> **TASK OBJECTIVE**: Each line of the listing below must be set down exactly.

─── DATA SUPPLIED ───

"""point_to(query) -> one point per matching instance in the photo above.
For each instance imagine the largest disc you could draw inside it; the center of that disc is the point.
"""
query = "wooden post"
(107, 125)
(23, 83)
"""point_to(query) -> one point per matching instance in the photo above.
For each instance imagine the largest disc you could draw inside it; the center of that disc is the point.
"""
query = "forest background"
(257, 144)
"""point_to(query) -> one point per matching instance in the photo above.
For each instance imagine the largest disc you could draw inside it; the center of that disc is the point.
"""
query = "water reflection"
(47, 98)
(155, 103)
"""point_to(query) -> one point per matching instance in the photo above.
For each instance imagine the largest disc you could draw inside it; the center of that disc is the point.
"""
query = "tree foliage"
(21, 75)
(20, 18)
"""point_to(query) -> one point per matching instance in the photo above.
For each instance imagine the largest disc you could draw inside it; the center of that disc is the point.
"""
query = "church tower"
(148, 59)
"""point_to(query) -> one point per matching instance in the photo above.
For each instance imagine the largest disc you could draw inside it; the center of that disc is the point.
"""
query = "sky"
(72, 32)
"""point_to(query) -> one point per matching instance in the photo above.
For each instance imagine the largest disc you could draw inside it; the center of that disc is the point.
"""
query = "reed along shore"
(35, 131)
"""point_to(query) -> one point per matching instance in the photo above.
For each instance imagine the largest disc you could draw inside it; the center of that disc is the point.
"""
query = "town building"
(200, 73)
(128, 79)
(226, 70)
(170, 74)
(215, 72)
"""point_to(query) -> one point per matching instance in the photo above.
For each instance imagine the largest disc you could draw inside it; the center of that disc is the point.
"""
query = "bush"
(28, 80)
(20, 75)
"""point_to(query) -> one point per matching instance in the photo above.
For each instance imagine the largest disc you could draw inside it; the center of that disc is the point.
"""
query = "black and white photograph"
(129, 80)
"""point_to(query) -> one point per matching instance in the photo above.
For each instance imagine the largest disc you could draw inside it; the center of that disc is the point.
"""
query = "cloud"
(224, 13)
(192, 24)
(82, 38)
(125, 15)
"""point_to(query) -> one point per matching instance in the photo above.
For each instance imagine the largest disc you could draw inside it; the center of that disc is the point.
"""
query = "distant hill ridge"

───

> **OUTPUT OF THE TASK**:
"""point_to(query) -> one point per matching instance in the photo above.
For each instance imagine the largest disc you could draw inside it; the center of that disc is the point.
"""
query = "wooden post"
(107, 125)
(23, 83)
"""point_to(query) -> one point per matching instance in the photo above.
For each instance imagine the largest disc you could draw inside it; the center of that disc is the point.
"""
query = "forest background"
(257, 144)
"""point_to(query) -> one point per matching instance in the photo above.
For each instance imagine the largest disc you could draw inside it; the center of that disc is the point.
"""
query = "water reflection"
(47, 98)
(155, 103)
"""point_to(query) -> one point per matching instance in the photo above.
For each instance imagine the largest disc you could draw inside it; the center of that disc is the point.
"""
query = "tree foliage"
(21, 75)
(20, 18)
"""point_to(query) -> one point per matching instance in the photo above.
For each instance imagine the largest disc you could draw inside it; the center of that disc is the point.
"""
query = "church tower"
(148, 59)
"""point_to(query) -> one point per matching instance in the photo above.
For each instance imagine the largest disc you could draw inside it; the center of that disc is the point.
"""
query = "sky"
(72, 32)
"""point_to(query) -> one point per matching instance in the photo above.
For each instance imagine the largest disc you could draw inside it; the center of that disc is the point.
"""
query = "reed along shore"
(35, 131)
"""point_to(query) -> one point per matching instance in the photo above.
For each instance imagine the largest disc you could draw inside it; the center of that disc is the point.
"""
query = "town building"
(200, 73)
(128, 79)
(226, 70)
(170, 74)
(215, 72)
"""point_to(query) -> one point per matching instance in the photo above.
For each instance imagine the largest disc you could draw inside it; the center of that disc is the point.
"""
query = "bush"
(28, 80)
(20, 75)
"""point_to(query) -> one point per matching instance in the photo above.
For each instance imagine the largest disc you could draw inside it; the center of that disc is the point.
"""
query = "black and white photograph"
(129, 80)
"""point_to(query) -> one point per matching instance in the photo above.
For each instance imagine the largest disc you could draw inside it; the center of that disc is the point.
"""
query = "cloud"
(224, 13)
(192, 24)
(82, 38)
(125, 15)
"""point_to(query) -> one point per matching instance in the photo above.
For each instance imagine the largest disc you could draw inside it; the center of that disc is the point.
"""
query = "distant hill ridge"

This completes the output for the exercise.